__Assignment__: Copy every line of the records below that holds the word "aurora".

__Data extracts__:
<<<<
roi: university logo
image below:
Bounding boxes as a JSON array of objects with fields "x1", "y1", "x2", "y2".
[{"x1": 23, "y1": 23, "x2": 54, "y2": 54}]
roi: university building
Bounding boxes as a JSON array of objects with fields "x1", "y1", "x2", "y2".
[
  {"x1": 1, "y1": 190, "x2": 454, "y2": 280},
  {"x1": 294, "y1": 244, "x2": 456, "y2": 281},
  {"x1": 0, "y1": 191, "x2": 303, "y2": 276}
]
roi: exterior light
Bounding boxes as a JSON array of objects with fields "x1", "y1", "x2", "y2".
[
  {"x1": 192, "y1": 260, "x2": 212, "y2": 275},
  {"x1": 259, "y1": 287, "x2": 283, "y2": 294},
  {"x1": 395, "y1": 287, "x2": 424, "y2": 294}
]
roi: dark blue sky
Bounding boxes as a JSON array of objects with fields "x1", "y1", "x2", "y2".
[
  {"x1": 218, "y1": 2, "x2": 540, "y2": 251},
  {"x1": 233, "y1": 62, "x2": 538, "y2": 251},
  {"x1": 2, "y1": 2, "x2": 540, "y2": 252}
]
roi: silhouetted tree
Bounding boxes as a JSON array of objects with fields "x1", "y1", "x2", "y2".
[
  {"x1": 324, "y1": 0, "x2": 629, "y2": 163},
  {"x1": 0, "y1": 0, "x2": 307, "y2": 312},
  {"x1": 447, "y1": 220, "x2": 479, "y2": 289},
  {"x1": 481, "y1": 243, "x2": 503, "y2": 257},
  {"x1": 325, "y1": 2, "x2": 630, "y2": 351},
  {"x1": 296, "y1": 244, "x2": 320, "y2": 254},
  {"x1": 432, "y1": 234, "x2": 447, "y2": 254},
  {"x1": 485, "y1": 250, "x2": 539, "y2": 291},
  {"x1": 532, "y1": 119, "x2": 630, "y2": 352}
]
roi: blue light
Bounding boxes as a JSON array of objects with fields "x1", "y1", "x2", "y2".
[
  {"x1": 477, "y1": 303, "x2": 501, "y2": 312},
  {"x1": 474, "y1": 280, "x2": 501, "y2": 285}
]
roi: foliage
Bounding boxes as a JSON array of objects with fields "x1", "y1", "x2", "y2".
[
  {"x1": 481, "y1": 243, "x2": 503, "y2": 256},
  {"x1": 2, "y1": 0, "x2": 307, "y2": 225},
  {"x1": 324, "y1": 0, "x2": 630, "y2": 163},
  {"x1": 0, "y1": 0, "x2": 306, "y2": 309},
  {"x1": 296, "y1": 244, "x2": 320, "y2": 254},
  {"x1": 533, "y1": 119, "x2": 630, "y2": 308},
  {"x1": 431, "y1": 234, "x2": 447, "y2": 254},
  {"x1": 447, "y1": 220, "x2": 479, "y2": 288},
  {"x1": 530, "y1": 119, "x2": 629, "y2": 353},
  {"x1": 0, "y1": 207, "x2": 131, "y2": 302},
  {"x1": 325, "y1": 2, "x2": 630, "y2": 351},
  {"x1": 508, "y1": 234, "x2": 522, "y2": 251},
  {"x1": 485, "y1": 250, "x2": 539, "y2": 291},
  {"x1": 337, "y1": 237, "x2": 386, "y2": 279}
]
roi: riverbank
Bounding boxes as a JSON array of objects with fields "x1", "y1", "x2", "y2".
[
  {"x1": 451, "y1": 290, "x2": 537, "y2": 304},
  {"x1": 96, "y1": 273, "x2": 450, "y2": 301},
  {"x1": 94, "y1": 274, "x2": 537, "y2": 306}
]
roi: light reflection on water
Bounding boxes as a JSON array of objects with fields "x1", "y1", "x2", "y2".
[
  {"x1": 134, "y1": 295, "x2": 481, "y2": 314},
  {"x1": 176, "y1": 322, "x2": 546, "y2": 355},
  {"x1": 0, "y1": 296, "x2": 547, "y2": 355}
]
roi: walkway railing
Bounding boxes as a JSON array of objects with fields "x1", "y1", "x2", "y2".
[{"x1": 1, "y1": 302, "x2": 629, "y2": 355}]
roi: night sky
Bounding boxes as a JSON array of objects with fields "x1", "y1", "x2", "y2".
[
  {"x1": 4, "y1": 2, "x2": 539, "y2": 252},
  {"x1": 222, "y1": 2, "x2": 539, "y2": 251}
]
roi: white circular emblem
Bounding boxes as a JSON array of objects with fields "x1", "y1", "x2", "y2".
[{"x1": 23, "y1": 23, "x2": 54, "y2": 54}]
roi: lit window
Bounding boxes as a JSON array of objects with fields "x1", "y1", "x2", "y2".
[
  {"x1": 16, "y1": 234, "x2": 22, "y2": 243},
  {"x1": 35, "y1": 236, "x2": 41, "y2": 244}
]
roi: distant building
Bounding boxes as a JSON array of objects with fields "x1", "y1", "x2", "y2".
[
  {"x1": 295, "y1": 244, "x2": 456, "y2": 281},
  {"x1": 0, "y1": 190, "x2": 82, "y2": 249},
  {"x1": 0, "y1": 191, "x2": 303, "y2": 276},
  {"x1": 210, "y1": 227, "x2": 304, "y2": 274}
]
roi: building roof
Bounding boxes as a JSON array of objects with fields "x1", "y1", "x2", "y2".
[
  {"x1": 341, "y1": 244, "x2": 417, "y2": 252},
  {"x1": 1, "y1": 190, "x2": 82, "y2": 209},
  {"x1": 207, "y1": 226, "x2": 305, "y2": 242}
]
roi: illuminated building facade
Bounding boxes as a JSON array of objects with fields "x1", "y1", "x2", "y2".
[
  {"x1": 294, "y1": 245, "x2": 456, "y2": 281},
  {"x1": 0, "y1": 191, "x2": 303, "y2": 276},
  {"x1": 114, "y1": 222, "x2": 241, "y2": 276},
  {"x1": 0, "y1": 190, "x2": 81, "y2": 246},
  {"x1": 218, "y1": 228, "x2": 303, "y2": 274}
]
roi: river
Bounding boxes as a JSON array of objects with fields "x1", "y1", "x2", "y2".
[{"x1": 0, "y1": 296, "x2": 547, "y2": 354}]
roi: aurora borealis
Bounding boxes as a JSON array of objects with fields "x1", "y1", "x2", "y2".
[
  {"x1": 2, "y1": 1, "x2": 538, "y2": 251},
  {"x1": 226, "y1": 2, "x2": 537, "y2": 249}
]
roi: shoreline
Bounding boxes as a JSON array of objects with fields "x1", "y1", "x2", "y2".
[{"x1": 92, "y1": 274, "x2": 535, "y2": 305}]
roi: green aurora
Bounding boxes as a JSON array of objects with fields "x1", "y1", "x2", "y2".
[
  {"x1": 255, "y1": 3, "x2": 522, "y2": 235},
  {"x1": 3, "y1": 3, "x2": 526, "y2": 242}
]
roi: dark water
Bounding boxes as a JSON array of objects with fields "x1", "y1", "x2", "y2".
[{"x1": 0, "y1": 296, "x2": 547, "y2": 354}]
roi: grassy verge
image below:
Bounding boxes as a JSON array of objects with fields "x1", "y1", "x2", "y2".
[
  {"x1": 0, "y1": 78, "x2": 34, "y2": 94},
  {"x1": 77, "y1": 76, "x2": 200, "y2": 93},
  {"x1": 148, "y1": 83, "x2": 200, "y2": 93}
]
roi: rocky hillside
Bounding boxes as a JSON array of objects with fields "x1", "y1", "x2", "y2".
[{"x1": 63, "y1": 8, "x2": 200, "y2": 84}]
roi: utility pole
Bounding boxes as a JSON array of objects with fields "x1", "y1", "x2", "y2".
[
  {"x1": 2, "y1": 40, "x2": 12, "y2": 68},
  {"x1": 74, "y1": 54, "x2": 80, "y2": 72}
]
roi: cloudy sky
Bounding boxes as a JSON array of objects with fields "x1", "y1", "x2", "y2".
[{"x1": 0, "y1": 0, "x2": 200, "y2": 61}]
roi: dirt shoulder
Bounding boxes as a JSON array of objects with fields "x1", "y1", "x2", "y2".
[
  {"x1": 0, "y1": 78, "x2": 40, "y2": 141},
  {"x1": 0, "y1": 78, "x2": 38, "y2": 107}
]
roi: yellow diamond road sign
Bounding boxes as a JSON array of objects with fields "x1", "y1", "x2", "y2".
>>>>
__Response below__:
roi: aurora borealis
roi: green aurora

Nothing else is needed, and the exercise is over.